Extract to read »
┄┄┄┄┄┄

= Al-Mutawakkil Ahmad =

Al-Mutawakkil Ahmad (المتوكل أحمد) (26), (full name Ahmad bin Ali bin Abbas: أحمد بن علي بن عباس) September 1756 - 10 September 1816 was an Imam of Yemen who ruled in 1809–1816. He belonged to the Qasimid family, descendants of the Islamic prophet Muhammad, which dominated the Zaidi imamate of Yemen from 1597 to 1962.

==Biography==
===Taking power and rule===

Ahmad bin Ali was a son of Imam al-Mansur Ali I. In the early 19th century, dramatic political events rocked the Zaidi state. The intervention of Wahhabi forces from the north in 1803 deprived the imam of most of the lowlands, the Tihamah. That meant the loss of vital revenues. Aggression from tribal groups outside the capital San'a further eroded the imam's power. As al-Mansur Ali I grew old and weak, intrigues arose around his person. Finally, in 1808, Prince Ahmad took power at court. This was a rather atypical event in Yemeni history, since sons usually did not rose against their fathers in power. Ahmad managed to abate the worst violence from the highland tribesmen. However, the governor of the important trading port Mocha refused to acknowledge the usurpation of power, and received assistance from the Sultan of Lahej and Aden.
The chief of Abu Arish in the Tihamah, Sharif Hamud (d. 1818), originally a vassal under the imam, had been forced to submit to the Wahhabi movement in 1803. In 1809, however, he fell out with the pro-Wahhabi chief of Upper Asir, Abu Nuqta. Sharif Hamud again proclaimed his allegiance to the Zaidi imam and restored to him the cities Luhayya, Hudaydah and Bayt al-Faqih. Abu Nuqta marched into the territory of Sharif Hamud in July 1809 and defeated him, but shortly afterwards he was himself killed in an assault by the Abu Arish warriors on his camp. This event gave Sharif Hamud a powerful position as autonomous chief in the Tihamah. In October 1809 the old imam died. Ahmad was formally elevated to the position under the name al-Mutawakkil Ahmad.

┄┄┄┄┄┄

Requirements » Copy the passage on Al-Mutawakkil Ahmad that opens with the words "Al-Mutawakkil Ahmad (المتوكل" and closes with "1597 to 1962.", substituting "Qasimid dynasty" for "Qasimid family".

Entries »
┄┄┄┄┄┄

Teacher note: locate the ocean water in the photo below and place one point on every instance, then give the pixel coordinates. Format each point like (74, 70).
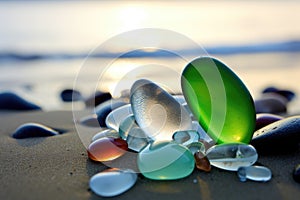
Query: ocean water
(48, 46)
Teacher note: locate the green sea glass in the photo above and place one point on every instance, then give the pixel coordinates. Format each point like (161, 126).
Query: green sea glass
(219, 100)
(164, 160)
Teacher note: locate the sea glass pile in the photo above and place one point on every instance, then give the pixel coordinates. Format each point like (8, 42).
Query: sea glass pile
(212, 124)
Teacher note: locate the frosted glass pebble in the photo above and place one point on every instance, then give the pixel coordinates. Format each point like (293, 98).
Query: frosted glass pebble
(112, 182)
(232, 156)
(115, 117)
(157, 112)
(255, 173)
(185, 137)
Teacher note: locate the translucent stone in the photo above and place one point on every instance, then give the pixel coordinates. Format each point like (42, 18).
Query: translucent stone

┄┄┄┄┄┄

Correct result »
Al-Mutawakkil Ahmad (المتوكل أحمد) (26), (full name Ahmad bin Ali bin Abbas: أحمد بن علي بن عباس) September 1756 - 10 September 1816 was an Imam of Yemen who ruled in 1809–1816. He belonged to the Qasimid dynasty, descendants of the Islamic prophet Muhammad, which dominated the Zaidi imamate of Yemen from 1597 to 1962.